■ Written task: Can you reproduce every line of the material below verbatim, without including any of the pictures?

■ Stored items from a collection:
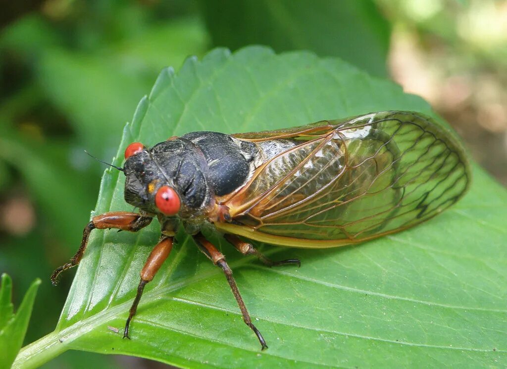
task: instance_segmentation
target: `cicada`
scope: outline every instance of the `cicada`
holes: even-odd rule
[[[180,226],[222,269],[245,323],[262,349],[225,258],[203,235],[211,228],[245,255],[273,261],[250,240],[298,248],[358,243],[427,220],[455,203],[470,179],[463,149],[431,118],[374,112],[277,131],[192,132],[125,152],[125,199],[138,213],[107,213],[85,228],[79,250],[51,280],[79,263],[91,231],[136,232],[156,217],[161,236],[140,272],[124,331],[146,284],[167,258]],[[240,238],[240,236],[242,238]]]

■ Task response:
task: instance_segmentation
target: `cicada`
scope: outline every instance of the `cicada`
holes: even-odd rule
[[[180,226],[222,269],[245,323],[262,349],[225,258],[203,235],[211,228],[245,255],[273,261],[250,240],[298,248],[358,243],[427,220],[455,203],[470,179],[463,149],[431,118],[374,112],[277,131],[192,132],[125,152],[125,199],[138,213],[107,213],[85,228],[79,250],[51,280],[79,263],[91,231],[136,232],[156,217],[161,236],[140,272],[124,331],[146,284],[167,258]],[[240,238],[240,236],[242,238]]]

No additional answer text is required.